• [Given task]:
Pick up the article about Seities, the Calgary magazine devoted to film photography, after its final sentence and continue writing it.

Darkroom denizens in the spotlight
Calgary shutterbugs go old-school
Stop the (digital) revolution. A group of young Calgary photographers-turned-magazine-publishers want to get off.
That would be Sanja Lukac, Francis A. Willey and Kirsten White, the trio behind Seities, a new photography magazine dedicated purely to traditional photographs shot on film, developed in a dark room — with environmentally friendly developer — that takes the old ways and transforms them into a new way of creating 21st-century images.
Like vinyl records, or folk pop bands such as the Lumineers or Mumford and Sons who are rediscovering old sounds and giving them a new spin, a new generation of photographers have embraced traditional photography, lobbing around terms like wet plate, amber-type and Polaroid as if it were 1973, not 2013.
For Lukac, who landed in Calgary as a refugee from the Yugoslavian civil war in the early 1990s, studied at the Alberta College of Art and Design, and has shot for everyone from Italian Vogue to Swerve, the appeal of traditional photography lies in its universality.
“It’s one of the most beautiful languages in the world,” she says. “Everyone, if they have sight, they can see these messages you’re trying to portray.”
What’s surprising is that there are a lot of closet traditional photographers out there.
“There’s real enthusiasm (for traditional photography),” Lukac says. “Even in Calgary, just saying the words film or dark room or wet plates — it’s like a hidden vocabulary.
“Their (other traditional photographers’) ears perk up (when they overhear you use those words),” she adds. “Speaking my language?”
The magazine came about partly as a result of Willey and Lukac’s travels through the art and fashion and design world.
Willey is a traditional photographer who shoots (exclusively on film) for magazines such as Italian Vogue, Flare, and in places such as New York, Lisbon, Switzerland and South America — in addition to such local publications as Swerve and the Calgary Herald.

• [Entries provided]:
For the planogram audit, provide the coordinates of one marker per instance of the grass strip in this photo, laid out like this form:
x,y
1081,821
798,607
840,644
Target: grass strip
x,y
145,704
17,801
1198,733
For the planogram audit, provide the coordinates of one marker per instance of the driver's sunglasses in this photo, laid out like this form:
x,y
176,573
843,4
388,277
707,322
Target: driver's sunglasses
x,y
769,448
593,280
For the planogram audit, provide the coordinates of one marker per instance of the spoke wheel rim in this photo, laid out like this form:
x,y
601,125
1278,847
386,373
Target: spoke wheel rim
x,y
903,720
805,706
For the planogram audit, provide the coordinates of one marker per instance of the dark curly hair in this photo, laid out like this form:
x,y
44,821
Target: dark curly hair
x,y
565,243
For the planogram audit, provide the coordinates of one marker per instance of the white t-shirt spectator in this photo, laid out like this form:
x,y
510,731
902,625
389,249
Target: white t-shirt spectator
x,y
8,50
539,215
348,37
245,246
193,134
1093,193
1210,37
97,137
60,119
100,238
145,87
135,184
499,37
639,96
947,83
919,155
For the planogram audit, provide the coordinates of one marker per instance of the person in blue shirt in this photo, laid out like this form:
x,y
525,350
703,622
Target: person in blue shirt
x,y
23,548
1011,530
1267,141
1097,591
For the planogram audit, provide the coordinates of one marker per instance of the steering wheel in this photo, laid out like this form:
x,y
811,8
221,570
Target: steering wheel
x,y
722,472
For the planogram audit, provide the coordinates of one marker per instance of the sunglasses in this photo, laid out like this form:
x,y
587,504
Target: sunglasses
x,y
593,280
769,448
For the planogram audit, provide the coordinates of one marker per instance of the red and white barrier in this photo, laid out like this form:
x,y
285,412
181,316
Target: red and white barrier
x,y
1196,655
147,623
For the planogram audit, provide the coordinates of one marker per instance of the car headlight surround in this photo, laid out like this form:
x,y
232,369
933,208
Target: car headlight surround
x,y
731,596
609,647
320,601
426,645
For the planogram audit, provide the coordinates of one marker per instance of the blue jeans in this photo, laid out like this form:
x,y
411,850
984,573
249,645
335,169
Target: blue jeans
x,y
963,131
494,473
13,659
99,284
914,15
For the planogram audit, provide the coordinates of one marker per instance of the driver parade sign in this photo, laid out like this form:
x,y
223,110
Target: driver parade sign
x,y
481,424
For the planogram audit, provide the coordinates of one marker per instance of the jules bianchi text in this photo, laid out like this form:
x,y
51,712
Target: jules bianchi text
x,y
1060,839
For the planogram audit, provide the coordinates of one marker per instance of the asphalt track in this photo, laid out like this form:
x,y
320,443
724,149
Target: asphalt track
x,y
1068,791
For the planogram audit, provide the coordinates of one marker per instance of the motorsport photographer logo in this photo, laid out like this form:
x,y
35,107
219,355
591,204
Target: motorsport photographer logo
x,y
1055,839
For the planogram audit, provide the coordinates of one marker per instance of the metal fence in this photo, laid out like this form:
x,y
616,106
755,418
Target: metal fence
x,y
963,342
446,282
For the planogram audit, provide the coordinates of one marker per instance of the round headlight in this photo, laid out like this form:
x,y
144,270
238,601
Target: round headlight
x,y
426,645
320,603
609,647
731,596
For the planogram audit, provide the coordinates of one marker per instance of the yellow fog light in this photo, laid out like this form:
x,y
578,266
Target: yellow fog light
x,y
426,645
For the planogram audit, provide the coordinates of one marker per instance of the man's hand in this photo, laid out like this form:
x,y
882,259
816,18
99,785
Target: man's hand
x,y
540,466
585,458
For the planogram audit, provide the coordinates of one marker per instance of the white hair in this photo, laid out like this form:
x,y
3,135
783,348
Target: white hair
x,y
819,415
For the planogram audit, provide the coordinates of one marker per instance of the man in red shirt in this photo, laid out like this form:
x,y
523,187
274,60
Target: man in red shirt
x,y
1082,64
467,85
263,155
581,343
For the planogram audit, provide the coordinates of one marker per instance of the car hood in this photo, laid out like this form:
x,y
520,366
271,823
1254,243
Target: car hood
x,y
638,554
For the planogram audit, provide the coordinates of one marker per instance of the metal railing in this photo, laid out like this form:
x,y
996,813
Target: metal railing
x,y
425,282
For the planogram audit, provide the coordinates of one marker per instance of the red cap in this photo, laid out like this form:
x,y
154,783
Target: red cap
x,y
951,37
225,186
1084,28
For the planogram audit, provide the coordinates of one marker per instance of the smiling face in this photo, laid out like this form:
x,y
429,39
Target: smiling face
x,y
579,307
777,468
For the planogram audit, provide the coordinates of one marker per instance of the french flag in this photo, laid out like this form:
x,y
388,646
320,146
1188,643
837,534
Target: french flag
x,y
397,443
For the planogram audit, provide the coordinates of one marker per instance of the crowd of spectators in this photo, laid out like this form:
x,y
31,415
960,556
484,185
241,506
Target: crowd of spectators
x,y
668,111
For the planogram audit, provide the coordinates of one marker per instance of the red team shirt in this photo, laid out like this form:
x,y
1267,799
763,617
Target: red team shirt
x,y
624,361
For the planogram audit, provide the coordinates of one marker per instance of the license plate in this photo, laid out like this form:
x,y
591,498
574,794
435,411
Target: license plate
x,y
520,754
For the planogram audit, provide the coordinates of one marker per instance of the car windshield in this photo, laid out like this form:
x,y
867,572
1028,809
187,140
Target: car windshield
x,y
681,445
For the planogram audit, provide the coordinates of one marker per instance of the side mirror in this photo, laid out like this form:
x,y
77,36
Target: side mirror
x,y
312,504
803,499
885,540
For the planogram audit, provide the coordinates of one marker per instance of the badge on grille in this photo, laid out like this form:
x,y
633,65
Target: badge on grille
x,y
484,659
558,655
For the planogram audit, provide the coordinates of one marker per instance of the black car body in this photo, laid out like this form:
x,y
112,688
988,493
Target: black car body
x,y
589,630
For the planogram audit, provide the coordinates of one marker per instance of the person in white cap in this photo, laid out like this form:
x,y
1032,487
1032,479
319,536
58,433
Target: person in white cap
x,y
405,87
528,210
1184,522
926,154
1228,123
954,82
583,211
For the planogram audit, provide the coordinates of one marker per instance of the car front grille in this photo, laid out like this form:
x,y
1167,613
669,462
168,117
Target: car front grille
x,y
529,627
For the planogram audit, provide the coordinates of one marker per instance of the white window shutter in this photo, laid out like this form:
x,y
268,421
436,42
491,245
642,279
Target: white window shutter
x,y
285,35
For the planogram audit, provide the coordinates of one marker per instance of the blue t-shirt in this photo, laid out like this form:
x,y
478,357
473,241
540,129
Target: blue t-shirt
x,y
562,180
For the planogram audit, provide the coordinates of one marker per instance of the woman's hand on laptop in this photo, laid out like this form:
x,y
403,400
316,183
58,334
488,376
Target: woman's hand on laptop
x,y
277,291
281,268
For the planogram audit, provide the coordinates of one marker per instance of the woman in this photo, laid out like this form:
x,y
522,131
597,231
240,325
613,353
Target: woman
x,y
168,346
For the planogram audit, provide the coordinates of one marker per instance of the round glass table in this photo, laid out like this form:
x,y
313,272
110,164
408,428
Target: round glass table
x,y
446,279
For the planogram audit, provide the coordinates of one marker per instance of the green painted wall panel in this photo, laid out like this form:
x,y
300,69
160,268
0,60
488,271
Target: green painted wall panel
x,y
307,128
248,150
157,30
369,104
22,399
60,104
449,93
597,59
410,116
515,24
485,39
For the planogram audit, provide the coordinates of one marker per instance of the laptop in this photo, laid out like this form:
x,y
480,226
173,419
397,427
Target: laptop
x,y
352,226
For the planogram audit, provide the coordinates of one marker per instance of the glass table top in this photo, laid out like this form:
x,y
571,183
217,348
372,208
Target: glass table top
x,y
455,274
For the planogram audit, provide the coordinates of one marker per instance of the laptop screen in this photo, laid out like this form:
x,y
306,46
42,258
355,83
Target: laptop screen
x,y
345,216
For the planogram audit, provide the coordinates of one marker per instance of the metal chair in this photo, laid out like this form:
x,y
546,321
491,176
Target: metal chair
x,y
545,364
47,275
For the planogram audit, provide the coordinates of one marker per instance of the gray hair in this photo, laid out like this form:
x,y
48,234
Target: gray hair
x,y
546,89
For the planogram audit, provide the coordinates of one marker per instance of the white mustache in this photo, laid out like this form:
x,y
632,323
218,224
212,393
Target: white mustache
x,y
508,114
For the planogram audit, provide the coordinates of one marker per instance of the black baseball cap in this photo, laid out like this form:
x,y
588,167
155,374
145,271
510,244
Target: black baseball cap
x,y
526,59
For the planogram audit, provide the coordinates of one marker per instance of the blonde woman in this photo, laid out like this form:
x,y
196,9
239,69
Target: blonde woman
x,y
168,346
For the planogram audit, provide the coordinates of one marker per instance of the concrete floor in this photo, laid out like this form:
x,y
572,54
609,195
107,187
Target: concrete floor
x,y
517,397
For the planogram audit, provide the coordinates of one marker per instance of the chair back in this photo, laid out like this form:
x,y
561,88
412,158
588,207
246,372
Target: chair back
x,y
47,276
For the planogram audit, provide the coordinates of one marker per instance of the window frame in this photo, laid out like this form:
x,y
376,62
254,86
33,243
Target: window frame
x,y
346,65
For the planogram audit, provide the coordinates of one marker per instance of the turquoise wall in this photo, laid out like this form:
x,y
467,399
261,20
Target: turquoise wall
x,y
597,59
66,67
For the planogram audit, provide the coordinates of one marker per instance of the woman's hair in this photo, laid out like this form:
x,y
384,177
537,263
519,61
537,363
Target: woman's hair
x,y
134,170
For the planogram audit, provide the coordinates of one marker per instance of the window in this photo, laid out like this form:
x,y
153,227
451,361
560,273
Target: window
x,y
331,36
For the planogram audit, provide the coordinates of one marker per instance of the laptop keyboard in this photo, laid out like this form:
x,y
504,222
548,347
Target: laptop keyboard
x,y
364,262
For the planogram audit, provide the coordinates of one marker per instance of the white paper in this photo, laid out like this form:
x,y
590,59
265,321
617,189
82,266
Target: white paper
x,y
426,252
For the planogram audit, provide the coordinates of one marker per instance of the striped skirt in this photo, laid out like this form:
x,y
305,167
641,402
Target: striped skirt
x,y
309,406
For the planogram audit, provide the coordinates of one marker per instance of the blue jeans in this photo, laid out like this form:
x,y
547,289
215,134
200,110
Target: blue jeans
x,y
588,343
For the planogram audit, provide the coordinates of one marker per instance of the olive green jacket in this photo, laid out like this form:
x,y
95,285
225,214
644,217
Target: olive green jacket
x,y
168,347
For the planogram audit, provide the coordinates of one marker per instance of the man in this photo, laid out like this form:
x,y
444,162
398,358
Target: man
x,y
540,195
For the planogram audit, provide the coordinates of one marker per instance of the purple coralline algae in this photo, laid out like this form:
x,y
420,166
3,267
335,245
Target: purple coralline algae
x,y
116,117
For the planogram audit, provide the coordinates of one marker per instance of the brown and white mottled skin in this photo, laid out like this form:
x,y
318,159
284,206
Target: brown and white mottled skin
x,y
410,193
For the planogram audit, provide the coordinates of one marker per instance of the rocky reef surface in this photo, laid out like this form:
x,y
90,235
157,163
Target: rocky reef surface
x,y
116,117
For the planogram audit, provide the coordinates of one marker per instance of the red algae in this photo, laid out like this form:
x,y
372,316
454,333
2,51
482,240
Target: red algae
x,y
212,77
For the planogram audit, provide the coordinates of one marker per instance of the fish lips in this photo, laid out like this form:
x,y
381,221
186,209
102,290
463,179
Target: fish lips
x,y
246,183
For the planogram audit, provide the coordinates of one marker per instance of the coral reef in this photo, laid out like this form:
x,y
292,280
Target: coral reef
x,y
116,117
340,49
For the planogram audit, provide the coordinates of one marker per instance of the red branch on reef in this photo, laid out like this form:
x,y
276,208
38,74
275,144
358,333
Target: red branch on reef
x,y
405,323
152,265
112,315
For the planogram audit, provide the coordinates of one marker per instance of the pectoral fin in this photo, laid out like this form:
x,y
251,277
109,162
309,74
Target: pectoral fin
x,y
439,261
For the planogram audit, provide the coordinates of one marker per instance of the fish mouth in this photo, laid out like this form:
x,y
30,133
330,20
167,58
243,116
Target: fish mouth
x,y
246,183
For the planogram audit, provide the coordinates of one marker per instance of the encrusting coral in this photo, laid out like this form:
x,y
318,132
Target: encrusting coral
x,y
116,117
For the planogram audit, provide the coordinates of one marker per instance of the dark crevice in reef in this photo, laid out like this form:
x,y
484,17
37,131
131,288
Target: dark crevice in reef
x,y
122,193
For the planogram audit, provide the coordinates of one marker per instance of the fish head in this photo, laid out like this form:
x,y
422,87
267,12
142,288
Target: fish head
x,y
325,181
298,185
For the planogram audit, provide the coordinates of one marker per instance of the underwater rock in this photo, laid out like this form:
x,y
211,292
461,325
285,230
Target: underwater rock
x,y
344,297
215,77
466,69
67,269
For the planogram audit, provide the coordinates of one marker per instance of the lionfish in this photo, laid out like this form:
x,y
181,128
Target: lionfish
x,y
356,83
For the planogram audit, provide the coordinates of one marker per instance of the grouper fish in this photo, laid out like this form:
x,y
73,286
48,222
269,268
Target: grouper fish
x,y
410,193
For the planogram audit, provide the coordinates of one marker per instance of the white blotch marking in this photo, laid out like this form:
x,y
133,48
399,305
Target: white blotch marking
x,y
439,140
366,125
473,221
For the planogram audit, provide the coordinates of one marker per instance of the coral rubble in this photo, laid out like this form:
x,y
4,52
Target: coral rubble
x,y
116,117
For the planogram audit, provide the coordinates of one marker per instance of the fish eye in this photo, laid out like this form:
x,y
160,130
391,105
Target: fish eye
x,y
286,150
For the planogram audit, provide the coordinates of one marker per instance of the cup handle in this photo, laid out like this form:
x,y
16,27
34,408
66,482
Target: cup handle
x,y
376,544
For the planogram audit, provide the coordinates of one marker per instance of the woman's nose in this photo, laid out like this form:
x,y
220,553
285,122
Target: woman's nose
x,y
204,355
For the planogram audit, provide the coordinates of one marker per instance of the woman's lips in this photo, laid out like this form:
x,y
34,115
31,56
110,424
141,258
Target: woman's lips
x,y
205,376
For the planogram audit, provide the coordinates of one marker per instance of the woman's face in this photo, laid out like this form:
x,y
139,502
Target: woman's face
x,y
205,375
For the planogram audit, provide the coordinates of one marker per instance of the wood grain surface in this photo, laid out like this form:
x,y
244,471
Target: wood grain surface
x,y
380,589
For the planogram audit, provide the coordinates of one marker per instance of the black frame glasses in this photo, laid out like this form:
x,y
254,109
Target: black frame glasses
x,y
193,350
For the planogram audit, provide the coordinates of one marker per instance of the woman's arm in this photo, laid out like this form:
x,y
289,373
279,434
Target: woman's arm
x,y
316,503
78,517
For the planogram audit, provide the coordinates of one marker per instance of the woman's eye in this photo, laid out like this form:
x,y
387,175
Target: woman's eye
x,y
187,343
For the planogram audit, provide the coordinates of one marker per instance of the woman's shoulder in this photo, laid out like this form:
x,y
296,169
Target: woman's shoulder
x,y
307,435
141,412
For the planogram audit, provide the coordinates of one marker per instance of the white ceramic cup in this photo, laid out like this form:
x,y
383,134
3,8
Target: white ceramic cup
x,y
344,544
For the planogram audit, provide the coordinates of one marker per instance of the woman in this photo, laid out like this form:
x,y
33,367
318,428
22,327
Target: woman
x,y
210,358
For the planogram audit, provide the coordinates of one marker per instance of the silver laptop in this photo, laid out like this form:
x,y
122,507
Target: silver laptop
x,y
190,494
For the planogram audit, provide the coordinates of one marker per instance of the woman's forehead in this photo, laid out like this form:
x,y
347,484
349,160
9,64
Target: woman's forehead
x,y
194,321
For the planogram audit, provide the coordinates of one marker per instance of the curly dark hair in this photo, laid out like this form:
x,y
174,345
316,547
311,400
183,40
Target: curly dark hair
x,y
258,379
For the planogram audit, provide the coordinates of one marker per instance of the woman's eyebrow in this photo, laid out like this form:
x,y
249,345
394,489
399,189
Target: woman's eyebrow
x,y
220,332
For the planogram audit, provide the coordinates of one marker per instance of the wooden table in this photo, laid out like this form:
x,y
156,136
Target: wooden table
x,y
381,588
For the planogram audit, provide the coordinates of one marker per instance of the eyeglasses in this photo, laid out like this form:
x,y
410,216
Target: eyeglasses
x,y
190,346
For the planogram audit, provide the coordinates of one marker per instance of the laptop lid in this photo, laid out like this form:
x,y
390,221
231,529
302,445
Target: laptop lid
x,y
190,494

• [Task output]:
“We would meet different artists through (the) international (traditional photography) community,” he says, “and then we came up with an idea — why don’t we come up with a publication that celebrates (traditional photography), from plate to Polaroid? Exclusively.”
The magazine, which is planned as a biannual affair, provides a landing place for a group of artists spread around the planet. The publishers received submissions from places such as Poland, Colorado, Iowa, Vancouver, rural Alberta and elsewhere — practising traditional photography, says Lukac.
“There is such an international community and they are so proud of everything that they actually have obtained this knowledge,” she says, “and can create this way, and exhibit this way, and document events this way — but they don’t really have a (media) home.
“There’s things like Facebook,” she adds, “or blogs where they can share, but there’s no publication that’s exclusively for those processes.” Enter Seities. “It’s to promote the artists who are creating this way,” she says, “and encourage the ones who are kind of dabbling in it to give them some inspiration to it through our interviews and studio visits and for theme submissions, just sort of inspiring people that they can do this (too).” And that obscure name? “Seities is a noun,” she says. “It’s an English word, and it means personal identity. And it’s also the same forwards as backwards — it’s kind of a theme — a palindrome. It’s one of those words that mirrors itself, which is a theme in the publication, just the esthetic of it.”
And while launching a magazine is no small deal — particularly in a digital media 21st-century economy — Lukac and Willey have also, along the way come up with a new environmentallyfriendly developing technique that they call Verdant Luminol, or The Stimulant.
“With this product,” says Lukac, “where it is good for your health — you can basically drink the developer.”
“Not that you’d want to,” says Willey.
“It doesn’t taste very good,” says Lukac.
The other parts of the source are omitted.